• Job
According to the Man Group announcement below, why does the proposed settlement include additional disclosures in GLG's proxy statement? Answer in one to three sentences.

• Passage
-------
Update on recommended acquisi

RNS Number : 4151R
Man Group plc
20 August 2010
 



For immediate release

20 August 2010

NOT FOR RELEASE, PUBLICATION OR DISTRIBUTION, IN WHOLE OR IN PART, IN, INTO OR FROM ANY JURISDICTION WHERE TO DO SO WOULD CONSTITUTE A VIOLATION OF THE RELEVANT LAWS OF SUCH JURISDICTION

MAN GROUP PLC

Update in relation to recommended acquisition of GLG Partners, Inc.

On 17 May 2010, Man Group plc ("Man") announced that it had reached agreement on the terms of the recommended acquisition by Man of GLG Partners, Inc. ("GLG") (the "Acquisition"). The class 1 circular relating to the Acquisition (the "Circular") was sent to Man Shareholders on 6 August 2010.

Settlement in relation to legal proceedings

Man is pleased to announce that GLG, GLG's directors and Man, as defendants in the shareholder class action relating to the Acquisition filed in the Court of Chancery of the State of Delaware captioned Duva v. GLG Partners, Inc., et al (the "Delaware Action"), havereached a proposed settlement (with no admission of liability) with the plaintiff, which requires Court approval.  There are two elements to the proposed settlement: (i) changes to three terms in the Merger Agreement; and (ii) additional disclosures which the plaintiff felt are relevant to be made in GLG's proxy statement (both discussed below).  The terms and conditions of the proposed settlement are set out in a memorandum of understanding dated 19 August 2010 (the "Memorandum of Understanding").
-------
• Provided data
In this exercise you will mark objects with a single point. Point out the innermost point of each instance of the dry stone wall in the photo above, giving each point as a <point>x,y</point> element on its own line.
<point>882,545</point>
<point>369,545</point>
-------
• Task answer
The settlement includes these disclosures because the plaintiff in the Delaware Action felt they were relevant to be made in GLG's proxy statement.